── Extract

Kyle Jones (born November 15, 1984 in Hamilton, Ontario) is an Olympian and former professional triathlete from Canada. He represented Canada at 13 World Championships and 5 Major Games competitions including the 2007, 2011 & 2015 Pan American Games, the 2014 Commonwealth Games and the 2012 Olympic Games in London. His career highlights include 3 National Championship titles, multiple ITU World Cup medals and a 6th place finish at the 2012 ITU World Championship Grand Final in Auckland, New Zealand.

At the 2012 Summer Olympics men's triathlon on Tuesday, August 7, he placed 25th.

Now retired from competitive sport, Kyle enjoys life in the Niagara region of Ontario with his wife and two sons. Beginning in May of 2018, Kyle partnered with former World XC Championship team member Jeff Scull. Together they co-own and operate EDGE Triathlon, an endurance sport coaching & consulting business servicing athletes in the Niagara region and online.

────

Tasks for this exercise ▸
a) Please set down the part of the Kyle Jones biography from "At the 2012 Summer" to "region and online.", word for word.
b) According to the Kyle Jones biography, what place did he finish in the men's triathlon at the 2012 Summer Olympics?
c) Continue the Kyle Jones biography from its final sentence.

── Information shown

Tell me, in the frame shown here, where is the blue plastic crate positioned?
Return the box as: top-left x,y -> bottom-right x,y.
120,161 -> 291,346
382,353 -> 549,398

────

Results of the tasks ▸
a)
At the 2012 Summer Olympics men's triathlon on Tuesday, August 7, he placed 25th.

Now retired from competitive sport, Kyle enjoys life in the Niagara region of Ontario with his wife and two sons. Beginning in May of 2018, Kyle partnered with former World XC Championship team member Jeff Scull. Together they co-own and operate EDGE Triathlon, an endurance sport coaching & consulting business servicing athletes in the Niagara region and online.

b) He placed 25th.

c)
Sporting career 
Kyle was a member of Canada’s National Triathlon Team from 2006 to 2016. He started participating in triathlon when he was 10, encouraged by his father.  He won the Canadian Junior title in 2003 which sparked a move to Victoria, British Columbia to train at the National Training Centre. He made his ITU World Cup debut in 2005. Kyle has narrowly missed the podium at two Pan American Games with 4th-place finishes in 2007 (Rio de Janeiro) and 2011 (Guadalajara). In 2008 Kyle was selected as the alternate for the Canadian Olympic Team. In 2012 he won his first Canadian Senior title, his first ITU World Cup title, and represented Canada at the Olympic Games in London. Since then, he has added two more National titles, three more World Cup medals (2 - silver, 1 - bronze), and represented Canada at the 2014 Commonwealth Games in Glasgow, Scotland and the 2015 Pan American Games in Toronto, Ontario, Canada.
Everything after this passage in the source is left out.